■ **Work task**: The records are to be repeated in full. Every line must match.

Content starts

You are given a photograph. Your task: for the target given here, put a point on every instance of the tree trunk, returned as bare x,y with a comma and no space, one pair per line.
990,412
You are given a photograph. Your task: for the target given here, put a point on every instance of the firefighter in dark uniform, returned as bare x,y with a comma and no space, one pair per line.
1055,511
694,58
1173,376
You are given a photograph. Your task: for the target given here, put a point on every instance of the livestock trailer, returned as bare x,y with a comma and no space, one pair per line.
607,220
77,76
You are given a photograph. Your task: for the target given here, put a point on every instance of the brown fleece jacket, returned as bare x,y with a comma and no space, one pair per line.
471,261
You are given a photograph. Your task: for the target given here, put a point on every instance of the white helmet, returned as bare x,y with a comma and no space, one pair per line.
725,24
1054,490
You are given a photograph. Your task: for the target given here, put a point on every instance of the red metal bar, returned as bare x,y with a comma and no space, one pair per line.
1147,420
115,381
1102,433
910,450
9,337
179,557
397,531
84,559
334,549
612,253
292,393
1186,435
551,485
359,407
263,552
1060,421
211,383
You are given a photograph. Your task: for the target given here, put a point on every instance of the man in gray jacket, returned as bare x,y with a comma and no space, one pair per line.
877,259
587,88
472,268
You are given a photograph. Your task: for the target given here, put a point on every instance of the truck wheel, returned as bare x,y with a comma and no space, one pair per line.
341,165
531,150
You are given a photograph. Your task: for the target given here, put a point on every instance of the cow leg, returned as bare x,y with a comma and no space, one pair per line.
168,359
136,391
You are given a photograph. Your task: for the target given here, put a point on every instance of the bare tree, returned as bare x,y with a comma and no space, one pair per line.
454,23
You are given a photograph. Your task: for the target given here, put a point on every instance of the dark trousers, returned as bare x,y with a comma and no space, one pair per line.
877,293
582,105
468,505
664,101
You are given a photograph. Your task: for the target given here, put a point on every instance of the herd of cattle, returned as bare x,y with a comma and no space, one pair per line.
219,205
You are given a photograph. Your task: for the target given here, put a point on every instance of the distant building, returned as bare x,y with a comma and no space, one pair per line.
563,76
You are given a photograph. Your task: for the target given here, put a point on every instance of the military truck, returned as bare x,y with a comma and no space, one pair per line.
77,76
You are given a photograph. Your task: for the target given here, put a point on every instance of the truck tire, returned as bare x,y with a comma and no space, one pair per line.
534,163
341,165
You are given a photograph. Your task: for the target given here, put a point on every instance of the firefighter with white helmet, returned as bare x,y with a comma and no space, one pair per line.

Content ends

■ **Expected output**:
You are given a photograph. Your task: for the target given here, put a point on every instance of the tree trunk, returned as bare x,y with a comma and no space, one pair per line.
990,412
You are given a photograph. Your task: for the target given here, put a point on every instance of the firefighter in dark uniform, returned as bare x,y with a comma and no space, one pair per line.
1055,511
694,58
1173,376
You are given a photograph. Your task: for the target given here, put a point on every instance of the livestock trailer, returned as bare x,y with a comma and no space, one pair per line.
607,220
77,76
You are given a photograph. Your task: for the target given here, put a point on every instance of the brown fleece jacket, returned as bare x,y with a comma and no space, one pair per line.
471,261
You are given a photograph. Your task: for the target given here, put a point on every instance of the white helmet, returned as bare x,y with a comma and no space, one pair per line.
725,24
1054,490
You are given a photograph. Your task: for the target given here, put a point on every instance of the red metal bar, returned as bare x,y with a comma and no space, one pair per line.
1147,420
115,381
1102,433
910,450
9,337
179,557
397,531
84,559
334,549
612,253
292,393
1186,435
551,485
359,407
263,552
1060,421
211,383
You are given a photograph. Your task: for the target given here, put a point on every instance of the man in gray jacket, returned as bare x,y with a comma and no space, one pair per line.
877,259
587,88
472,268
You are given a photograph. Your task: for the target given here, put a point on every instance of the truck wheel, returned as bare x,y with a comma and no space, one pair per line.
341,165
531,150
You are given a photograph. Your task: for the target given here, put a point on every instance of the cow leg, returned as bare x,y with a comma and no space, one pair per line.
168,359
136,391
You are given a photograph. Your task: for the target given here, put a point on every instance of the bare tree, returned as bare x,y with a comma and no space, one pair per line.
454,23
You are given a photograph. Your task: for the target given here, put a point on every instance of the dark trousers, returned as bare x,y with a comma and no space, one pair per line.
877,293
582,105
468,505
664,101
You are given a photograph. Your task: for the target given here, put a point on every instance of the herd of cattle, returned as bare x,y with a comma and no space, one pair per line.
219,205
You are given a photograph. Your task: for the target given here, put a point on every instance of the distant building, returned as bare x,y with a comma and no space, one pair per line.
563,76
You are given a photograph. Your task: for the target given here, put a point on every instance of the military truck, returned as bare x,y with a comma and no space, one pair per line.
77,76
You are given a photograph. Your task: for the target given here, put a point on every instance of the truck tire, returned as bare x,y with a comma and no space, one pair per line.
534,163
341,165
You are given a photograph. Your task: for the target given here, put a point on every instance of the firefighter with white helmet, returned as bare x,y with a comma and no space, one pair per line.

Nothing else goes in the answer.